+++ DATA TO PROCESS +++
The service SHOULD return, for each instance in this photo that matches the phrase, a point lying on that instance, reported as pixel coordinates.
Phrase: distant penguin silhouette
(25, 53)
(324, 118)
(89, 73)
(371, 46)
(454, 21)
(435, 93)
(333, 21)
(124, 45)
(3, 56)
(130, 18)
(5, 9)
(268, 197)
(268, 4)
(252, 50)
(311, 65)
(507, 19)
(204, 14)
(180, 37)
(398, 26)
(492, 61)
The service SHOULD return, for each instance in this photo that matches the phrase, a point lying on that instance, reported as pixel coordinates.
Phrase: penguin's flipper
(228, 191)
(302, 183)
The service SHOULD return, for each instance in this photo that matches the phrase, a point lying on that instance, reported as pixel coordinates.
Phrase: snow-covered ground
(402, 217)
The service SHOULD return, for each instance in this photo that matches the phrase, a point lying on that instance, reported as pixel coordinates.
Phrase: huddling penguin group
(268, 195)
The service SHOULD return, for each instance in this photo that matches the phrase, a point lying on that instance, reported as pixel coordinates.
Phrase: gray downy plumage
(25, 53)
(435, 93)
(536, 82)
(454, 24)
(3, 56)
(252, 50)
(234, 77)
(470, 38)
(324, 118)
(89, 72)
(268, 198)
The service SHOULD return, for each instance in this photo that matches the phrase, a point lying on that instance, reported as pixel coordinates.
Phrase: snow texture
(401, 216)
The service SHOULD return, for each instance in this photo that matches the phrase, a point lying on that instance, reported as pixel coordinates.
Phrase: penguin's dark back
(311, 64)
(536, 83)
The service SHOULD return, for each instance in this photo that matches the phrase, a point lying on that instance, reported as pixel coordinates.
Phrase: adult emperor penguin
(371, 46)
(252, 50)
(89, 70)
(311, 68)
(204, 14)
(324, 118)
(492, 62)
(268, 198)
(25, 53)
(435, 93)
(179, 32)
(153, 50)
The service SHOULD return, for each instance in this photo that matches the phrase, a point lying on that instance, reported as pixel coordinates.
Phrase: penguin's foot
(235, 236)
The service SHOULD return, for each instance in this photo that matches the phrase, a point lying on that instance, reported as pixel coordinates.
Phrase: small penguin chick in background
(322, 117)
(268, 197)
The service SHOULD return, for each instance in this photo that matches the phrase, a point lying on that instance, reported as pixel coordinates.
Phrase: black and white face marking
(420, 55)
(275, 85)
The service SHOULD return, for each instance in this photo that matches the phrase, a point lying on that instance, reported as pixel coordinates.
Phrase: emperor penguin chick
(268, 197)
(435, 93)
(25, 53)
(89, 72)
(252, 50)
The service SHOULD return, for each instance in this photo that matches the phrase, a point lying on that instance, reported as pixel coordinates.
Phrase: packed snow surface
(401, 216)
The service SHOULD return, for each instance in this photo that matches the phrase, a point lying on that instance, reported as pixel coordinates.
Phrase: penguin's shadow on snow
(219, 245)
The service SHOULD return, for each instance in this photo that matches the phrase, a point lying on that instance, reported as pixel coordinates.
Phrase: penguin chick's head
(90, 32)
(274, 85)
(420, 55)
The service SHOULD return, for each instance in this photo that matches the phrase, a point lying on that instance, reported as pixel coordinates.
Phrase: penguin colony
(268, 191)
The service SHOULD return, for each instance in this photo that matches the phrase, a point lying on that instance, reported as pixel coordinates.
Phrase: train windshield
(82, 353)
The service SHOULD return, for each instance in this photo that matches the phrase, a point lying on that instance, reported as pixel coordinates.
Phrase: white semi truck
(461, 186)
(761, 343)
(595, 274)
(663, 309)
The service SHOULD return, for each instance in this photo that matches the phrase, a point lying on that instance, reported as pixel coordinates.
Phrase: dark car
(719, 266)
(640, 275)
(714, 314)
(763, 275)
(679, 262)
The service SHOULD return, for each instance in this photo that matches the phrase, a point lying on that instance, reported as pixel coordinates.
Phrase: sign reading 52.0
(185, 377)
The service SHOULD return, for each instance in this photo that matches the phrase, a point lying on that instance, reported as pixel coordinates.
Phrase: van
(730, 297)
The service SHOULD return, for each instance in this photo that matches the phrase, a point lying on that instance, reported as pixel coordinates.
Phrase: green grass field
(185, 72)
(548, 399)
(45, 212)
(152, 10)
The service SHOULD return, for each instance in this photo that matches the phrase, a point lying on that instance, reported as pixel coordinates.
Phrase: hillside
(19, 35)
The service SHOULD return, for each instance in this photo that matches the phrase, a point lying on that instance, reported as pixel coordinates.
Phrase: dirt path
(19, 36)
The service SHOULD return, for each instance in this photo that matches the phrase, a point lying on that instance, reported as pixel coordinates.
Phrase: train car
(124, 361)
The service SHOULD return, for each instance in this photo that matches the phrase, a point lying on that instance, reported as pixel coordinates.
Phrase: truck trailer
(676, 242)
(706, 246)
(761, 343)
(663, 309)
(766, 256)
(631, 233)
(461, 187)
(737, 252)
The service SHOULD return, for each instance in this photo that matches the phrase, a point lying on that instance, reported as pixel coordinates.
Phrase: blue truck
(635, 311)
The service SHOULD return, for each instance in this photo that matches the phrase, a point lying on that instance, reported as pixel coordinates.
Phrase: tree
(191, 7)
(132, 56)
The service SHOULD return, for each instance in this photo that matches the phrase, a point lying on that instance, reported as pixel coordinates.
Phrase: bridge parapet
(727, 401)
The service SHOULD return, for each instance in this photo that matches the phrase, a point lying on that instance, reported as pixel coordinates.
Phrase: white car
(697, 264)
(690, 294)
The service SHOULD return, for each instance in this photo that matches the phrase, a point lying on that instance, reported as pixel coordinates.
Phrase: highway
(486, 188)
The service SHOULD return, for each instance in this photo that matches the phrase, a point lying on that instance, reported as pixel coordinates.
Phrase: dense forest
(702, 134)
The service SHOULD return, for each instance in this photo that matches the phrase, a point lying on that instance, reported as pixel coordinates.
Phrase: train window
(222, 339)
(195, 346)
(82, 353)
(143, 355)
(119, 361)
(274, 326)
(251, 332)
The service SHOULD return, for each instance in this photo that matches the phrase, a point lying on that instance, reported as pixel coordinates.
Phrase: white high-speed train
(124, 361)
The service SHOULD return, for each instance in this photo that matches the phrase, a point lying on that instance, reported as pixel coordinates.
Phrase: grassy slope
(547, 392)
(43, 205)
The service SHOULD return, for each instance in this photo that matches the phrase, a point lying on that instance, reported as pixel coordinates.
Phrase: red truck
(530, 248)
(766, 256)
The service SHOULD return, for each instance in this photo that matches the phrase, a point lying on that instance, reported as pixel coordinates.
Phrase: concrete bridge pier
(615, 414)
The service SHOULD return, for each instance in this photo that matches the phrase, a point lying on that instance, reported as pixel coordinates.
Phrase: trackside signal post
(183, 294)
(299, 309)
+++
→ **DIRECTIVE**
Report every line of the data above that contains the string "penguin", copying each such line in full.

→ **TASK OUTPUT**
Phrase: distant penguin silhouette
Phrase: penguin's flipper
Phrase: huddling penguin group
Phrase: penguin's dark back
Phrase: adult emperor penguin
Phrase: penguin's foot
Phrase: small penguin chick in background
Phrase: emperor penguin chick
Phrase: penguin's shadow on snow
Phrase: penguin chick's head
Phrase: penguin colony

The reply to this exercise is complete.